▶ [SHORT TASK]: Copy all of the data below word for word, but leave out the picture.

▶ [RECORD EXTRACTS]:
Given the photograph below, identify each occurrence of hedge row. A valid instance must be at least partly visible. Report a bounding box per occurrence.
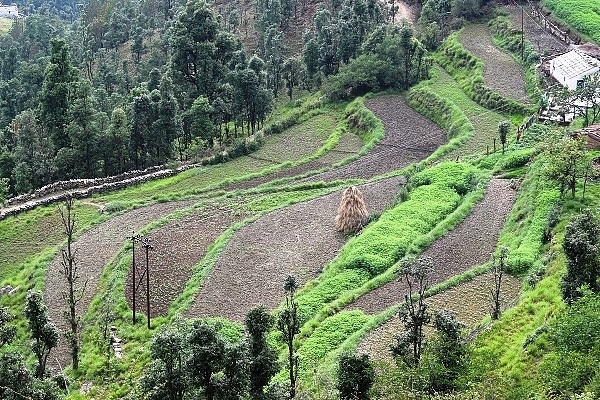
[407,87,475,140]
[297,162,476,321]
[435,33,533,115]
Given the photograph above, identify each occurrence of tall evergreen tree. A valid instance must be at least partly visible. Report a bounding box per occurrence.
[39,39,77,151]
[25,290,58,379]
[246,307,279,400]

▶ [ANSWER FOR THIS EXERCISE]:
Given the photograph below, identify each occurrence of hedge row. A valid instance must be at least partly visible. Report a bounding box per occurrence.
[407,87,475,140]
[297,162,476,321]
[435,33,533,115]
Given the photograph above, identify each occurrence of tall evergreen tree. A valid instance must be at least partly visible. Report a bounding box per occurrence.
[39,39,77,151]
[25,290,58,379]
[246,307,279,400]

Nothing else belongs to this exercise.